LESETEXT ::

»»

Nichols sagt, sein Sohn, ebenfalls Professor, habe versehentlich entdeckt, dass eine psychedelische Substanz ein sehr effektiver Entzündungshemmer sei, der vielleicht sogar Asthma blockieren könne. Er konnte die Verbindung allerdings nur erforschen, weil man sie nicht verboten hatte.

Der bürokratische Prozess, den man durchlaufen muss, um illegale Substanzen zu erforschen, ist überall beschwerlich, und manchmal müssen Hunderte Substanzen getestet werden, um zu sehen, welche davon hilft. Doch für jede Droge, die verboten ist, braucht es eine eigene Lizenz, und die Behörden müssen im Voraus darüber informiert werden, was die Forscher zu tun gedenken. Da Wissenschaftlicher oft vorher nicht wissen, was sie feststellen werden, halten solche Vorgaben sie davon ab, überhaupt erst mit diesen Substanzen zu arbeiten. So könnte es sein, dass uns Heilmittel für Alzheimer oder das Zika-Virus entgehen, und wir es nicht einmal wissen; andere Entdeckungen könnten wir vielleicht auch viel früher machen, als es so der Fall ist.

««

BEREITGESTELLTE ANGABEN ::
»»

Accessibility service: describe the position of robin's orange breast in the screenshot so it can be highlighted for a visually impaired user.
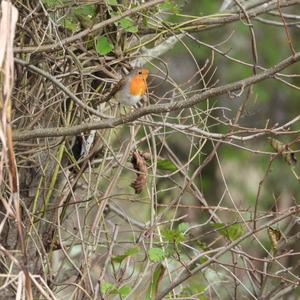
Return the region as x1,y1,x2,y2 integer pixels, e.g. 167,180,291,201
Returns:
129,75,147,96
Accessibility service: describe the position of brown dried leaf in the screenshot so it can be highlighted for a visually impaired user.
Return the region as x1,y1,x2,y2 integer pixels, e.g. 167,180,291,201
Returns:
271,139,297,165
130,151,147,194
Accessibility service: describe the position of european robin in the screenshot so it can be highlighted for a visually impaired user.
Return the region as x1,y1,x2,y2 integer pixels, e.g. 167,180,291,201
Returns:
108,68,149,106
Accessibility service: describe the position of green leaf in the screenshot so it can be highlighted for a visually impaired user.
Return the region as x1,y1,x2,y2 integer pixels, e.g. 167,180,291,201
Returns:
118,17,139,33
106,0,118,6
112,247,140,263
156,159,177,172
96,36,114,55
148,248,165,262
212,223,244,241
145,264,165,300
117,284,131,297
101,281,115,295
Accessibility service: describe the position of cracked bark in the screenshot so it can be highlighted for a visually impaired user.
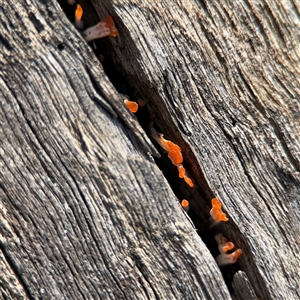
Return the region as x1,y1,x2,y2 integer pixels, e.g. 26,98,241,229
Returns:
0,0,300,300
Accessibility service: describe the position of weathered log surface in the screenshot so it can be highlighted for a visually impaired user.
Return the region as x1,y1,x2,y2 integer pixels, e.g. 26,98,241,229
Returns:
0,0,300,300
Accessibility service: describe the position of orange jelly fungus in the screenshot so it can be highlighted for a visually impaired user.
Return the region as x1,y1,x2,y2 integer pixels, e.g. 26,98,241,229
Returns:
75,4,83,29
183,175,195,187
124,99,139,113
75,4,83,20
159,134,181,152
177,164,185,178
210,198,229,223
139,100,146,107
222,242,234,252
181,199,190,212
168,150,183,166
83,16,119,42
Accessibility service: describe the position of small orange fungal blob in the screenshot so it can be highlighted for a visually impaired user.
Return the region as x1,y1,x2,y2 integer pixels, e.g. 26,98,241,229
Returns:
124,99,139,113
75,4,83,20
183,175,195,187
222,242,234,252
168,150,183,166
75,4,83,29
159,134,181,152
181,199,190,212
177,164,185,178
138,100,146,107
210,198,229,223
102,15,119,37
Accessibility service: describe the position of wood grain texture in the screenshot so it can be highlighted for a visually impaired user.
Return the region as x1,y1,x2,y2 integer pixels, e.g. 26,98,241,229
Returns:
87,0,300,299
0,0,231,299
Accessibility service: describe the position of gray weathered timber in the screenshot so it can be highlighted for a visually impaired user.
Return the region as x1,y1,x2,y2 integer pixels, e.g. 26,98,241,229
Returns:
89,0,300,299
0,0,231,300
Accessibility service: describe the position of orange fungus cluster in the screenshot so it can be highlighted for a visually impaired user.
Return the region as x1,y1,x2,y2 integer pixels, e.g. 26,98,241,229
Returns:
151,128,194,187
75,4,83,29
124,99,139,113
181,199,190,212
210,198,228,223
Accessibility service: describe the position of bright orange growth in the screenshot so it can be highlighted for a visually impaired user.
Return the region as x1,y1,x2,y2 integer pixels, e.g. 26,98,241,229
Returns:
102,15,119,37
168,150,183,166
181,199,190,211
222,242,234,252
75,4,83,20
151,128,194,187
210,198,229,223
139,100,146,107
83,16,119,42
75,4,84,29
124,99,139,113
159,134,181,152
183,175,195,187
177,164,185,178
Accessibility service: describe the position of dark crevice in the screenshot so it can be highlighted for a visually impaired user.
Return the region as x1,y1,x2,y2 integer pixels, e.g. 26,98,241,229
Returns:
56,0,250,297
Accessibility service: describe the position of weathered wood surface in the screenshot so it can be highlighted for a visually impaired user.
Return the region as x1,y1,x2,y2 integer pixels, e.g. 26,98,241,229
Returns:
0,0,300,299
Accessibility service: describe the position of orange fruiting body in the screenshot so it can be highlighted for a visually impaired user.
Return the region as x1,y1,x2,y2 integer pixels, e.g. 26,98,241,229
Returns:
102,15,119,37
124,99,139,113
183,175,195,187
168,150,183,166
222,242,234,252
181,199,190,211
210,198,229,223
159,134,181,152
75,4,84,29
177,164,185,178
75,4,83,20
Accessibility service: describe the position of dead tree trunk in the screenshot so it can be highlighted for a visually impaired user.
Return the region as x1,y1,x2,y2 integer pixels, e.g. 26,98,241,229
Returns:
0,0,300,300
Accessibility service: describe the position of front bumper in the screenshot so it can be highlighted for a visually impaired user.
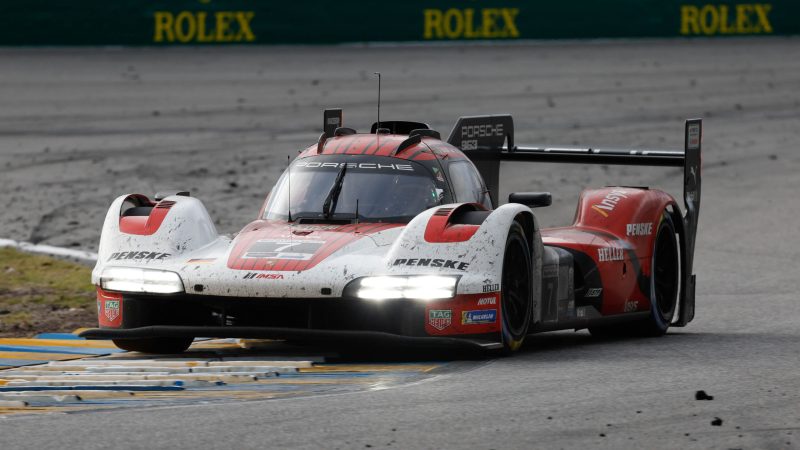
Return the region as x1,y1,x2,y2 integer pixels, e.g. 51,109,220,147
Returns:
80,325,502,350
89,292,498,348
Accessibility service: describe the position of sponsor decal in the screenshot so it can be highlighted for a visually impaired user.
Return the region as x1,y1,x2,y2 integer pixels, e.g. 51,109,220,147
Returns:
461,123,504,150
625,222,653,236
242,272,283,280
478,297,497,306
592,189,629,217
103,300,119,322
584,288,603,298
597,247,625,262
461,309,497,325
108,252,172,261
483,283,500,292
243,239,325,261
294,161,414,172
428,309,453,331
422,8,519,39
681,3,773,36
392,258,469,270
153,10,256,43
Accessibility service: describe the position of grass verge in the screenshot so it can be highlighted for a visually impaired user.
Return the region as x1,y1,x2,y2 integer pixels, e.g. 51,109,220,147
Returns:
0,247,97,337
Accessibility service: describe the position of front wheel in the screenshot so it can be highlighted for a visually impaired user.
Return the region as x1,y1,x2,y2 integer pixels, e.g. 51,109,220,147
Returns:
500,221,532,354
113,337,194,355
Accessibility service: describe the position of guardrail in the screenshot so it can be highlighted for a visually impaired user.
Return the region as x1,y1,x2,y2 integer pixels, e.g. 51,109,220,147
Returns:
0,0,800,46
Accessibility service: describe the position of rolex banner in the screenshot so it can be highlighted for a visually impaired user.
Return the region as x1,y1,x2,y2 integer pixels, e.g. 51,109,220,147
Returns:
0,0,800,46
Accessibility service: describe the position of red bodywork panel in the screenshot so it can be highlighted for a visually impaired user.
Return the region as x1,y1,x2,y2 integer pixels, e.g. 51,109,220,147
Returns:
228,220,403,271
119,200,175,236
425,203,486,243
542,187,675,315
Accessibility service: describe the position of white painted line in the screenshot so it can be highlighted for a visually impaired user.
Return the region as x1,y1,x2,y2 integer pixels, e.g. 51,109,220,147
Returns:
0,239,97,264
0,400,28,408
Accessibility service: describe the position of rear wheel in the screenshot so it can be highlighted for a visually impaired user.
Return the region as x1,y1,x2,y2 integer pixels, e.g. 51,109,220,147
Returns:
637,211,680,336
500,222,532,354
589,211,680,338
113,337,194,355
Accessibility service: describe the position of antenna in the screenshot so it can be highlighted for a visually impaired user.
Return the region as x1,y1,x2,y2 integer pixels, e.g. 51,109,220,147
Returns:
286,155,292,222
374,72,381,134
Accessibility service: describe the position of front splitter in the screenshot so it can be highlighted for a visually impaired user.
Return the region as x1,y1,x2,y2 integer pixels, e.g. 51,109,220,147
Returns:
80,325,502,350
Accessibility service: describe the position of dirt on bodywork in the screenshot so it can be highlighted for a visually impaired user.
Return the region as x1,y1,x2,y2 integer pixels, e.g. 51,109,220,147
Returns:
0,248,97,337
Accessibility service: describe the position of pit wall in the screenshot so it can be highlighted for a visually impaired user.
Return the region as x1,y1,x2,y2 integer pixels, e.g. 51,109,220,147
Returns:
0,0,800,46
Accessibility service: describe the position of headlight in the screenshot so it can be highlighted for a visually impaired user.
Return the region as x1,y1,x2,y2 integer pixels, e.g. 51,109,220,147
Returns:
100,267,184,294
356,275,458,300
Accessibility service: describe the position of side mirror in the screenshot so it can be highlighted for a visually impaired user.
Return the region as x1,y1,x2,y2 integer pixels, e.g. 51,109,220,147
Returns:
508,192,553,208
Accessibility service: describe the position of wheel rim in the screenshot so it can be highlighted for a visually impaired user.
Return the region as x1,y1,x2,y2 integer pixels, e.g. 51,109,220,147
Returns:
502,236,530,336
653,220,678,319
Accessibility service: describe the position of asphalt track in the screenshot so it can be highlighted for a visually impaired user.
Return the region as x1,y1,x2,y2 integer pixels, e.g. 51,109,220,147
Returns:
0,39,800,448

««

AUFGABE 1 :: Prüfen Sie, ob die Aussagen (a) bis (c) mit dem Text über die Erforschung verbotener Substanzen übereinstimmen: (a) Nichols' Sohn stieß gezielt auf die entzündungshemmende Wirkung der Substanz. (b) Für jede verbotene Droge ist eine eigene Lizenz nötig. (c) Die Behörden werden erst nach Abschluss der Versuche informiert.
AUFGABE 2 :: Zählen Sie alle Krankheiten und Krankheitserreger auf, die im Text über die Erforschung verbotener Substanzen genannt werden.
AUFGABE 3 :: Setzen Sie den Text über die Erforschung verbotener Substanzen im Anschluss an seinen letzten Satz fort.
Für die Bearbeitung werden die Zeilen nicht gebraucht.

LÖSUNG 1 ::
(a) Nein – „habe versehentlich entdeckt“
(b) Ja – „für jede Droge, die verboten ist, braucht es eine eigene Lizenz“
(c) Nein – „die Behörden müssen im Voraus darüber informiert werden“

LÖSUNG 2 :: Asthma, Alzheimer, Zika-Virus

LÖSUNG 3 ::
Es ist Zeit, dass wir aufhören, uns bei der Frage, was Menschen konsumieren dürfen, versteckten Moralvorstellungen zu unterwerfen. Leute, die sich berauschen wollen, werden immer einen Weg finden. Manche Teenager in den USA, aber auch in Deutschland und Österreich, haben anscheinend angefangen, dass potentiell tödliche "Würgespiel" zu spielen, um ihren Bewusstseinszustand zu verändern—das mag legal sein, doch es ist viel gefährlicher als Gras.

Drogengesetze sollten sich nach den potentiellen Gefahren richten, die von einer Substanz ausgehen, und nicht von ihrem Potential, Spaß oder Entspannung zu bereiten. Vergnügen ist kein Gift, und die Themen, über die wir uns wirklich Gedanken machen müssen, sind Sucht, Organschäden, Krankheiten, Enthemmung, eingeschränkte Fahrtüchtigkeit und andere echte Gefahren. Die Politiker sollen sich meinetwegen darum kümmern, "zu viel Spaß" zu verbieten, wenn sie die echten Probleme wie Ungleichheit, Armut und Gewalt besiegt haben.